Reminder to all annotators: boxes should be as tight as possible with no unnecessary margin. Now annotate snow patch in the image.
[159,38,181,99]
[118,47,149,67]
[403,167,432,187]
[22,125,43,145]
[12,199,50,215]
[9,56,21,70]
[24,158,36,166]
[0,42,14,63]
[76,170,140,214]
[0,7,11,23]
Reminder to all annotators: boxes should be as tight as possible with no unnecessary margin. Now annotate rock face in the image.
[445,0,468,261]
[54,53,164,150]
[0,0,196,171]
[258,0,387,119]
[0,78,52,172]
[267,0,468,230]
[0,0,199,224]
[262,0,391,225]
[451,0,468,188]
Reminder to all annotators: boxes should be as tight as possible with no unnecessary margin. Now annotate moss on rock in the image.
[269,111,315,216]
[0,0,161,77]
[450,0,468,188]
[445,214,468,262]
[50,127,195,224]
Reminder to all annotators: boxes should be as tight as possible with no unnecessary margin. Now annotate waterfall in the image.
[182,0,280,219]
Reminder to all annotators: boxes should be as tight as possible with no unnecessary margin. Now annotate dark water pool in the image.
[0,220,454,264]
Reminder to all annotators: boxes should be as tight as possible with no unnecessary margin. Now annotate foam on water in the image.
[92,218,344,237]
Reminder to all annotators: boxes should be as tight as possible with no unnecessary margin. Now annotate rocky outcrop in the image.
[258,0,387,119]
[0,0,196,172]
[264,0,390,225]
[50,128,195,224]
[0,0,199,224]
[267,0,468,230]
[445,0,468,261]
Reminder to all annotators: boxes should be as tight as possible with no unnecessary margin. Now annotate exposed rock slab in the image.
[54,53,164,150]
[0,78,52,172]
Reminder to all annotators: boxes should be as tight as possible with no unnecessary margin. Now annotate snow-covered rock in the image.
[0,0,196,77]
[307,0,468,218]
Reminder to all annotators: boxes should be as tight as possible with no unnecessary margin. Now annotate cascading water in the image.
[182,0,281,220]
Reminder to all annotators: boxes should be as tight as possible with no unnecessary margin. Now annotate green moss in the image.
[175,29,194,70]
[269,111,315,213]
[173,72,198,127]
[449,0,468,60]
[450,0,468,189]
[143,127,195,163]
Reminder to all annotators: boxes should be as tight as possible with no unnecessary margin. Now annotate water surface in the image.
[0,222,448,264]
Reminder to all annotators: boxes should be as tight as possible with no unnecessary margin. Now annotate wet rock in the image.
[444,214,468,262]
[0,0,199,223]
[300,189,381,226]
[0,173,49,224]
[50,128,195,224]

- _HOW TO COMPLETE THIS TASK_
Repeat each record word for word.

- _RESULT OF THIS TASK_
Reminder to all annotators: boxes should be as tight as possible with no unnecessary margin. Now annotate snow patch in the image.
[159,38,181,99]
[118,47,149,67]
[403,167,432,187]
[22,125,43,145]
[12,199,50,215]
[9,56,21,70]
[24,158,36,166]
[0,42,14,63]
[76,170,140,214]
[0,7,11,23]
Reminder to all annotators: boxes should be as tight as possible with no unnecessary margin. Now annotate rock face in the image.
[445,0,468,261]
[54,53,164,150]
[0,0,196,171]
[258,0,387,119]
[0,78,52,172]
[267,0,468,230]
[0,0,199,224]
[262,0,391,225]
[451,0,468,188]
Reminder to all annotators: boxes should be as tight as possible with no unnecessary margin. Now annotate moss on rock in the image.
[269,111,315,216]
[0,0,161,77]
[450,0,468,188]
[445,214,468,262]
[50,127,195,224]
Reminder to all annotators: boxes should be as tight as possible with no unnecessary margin. Now annotate waterfall in the image.
[182,0,280,219]
Reminder to all annotators: boxes should be as tight as possible with no unnecessary margin. Now annotate dark water pool in the image.
[0,220,454,264]
Reminder to all annotators: boxes should be as tight as possible with no unnecessary margin. Now annotate foam on water in the image.
[92,218,344,237]
Reminder to all annotators: boxes should be as tight as possible with no unnecessary margin. Now annotate rocky outcrop in the image.
[258,0,387,119]
[0,0,196,172]
[264,0,390,225]
[50,128,195,224]
[0,0,199,224]
[267,0,468,230]
[445,0,468,261]
Reminder to all annotators: boxes should be as tight as possible with no unnecessary margin. Now annotate exposed rock slab in the image.
[54,53,164,150]
[0,78,52,172]
Reminder to all annotators: boxes should be as tight as possible with no unnecessary margin. Now annotate snow-covered rock in the image.
[0,0,196,77]
[307,0,468,218]
Reminder to all annotators: boxes should be as tight as possible with no unnecessary margin. Now annotate cascading water in the image.
[182,0,281,220]
Reminder to all annotators: boxes should be as tight as possible with no unnecessary margin. Now annotate green moss in the image.
[175,29,194,70]
[269,111,315,213]
[173,72,198,127]
[449,0,468,60]
[450,0,468,189]
[143,127,195,163]
Reminder to all annotators: boxes should be as tight as possible with no unnecessary margin. Now annotate water surface in the image.
[0,222,448,264]
Reminder to all annotators: boxes should be as tight as possible with no unnecessary margin. Now annotate wet rock in the image.
[444,214,468,262]
[0,0,199,223]
[300,189,381,226]
[0,173,49,224]
[50,128,195,224]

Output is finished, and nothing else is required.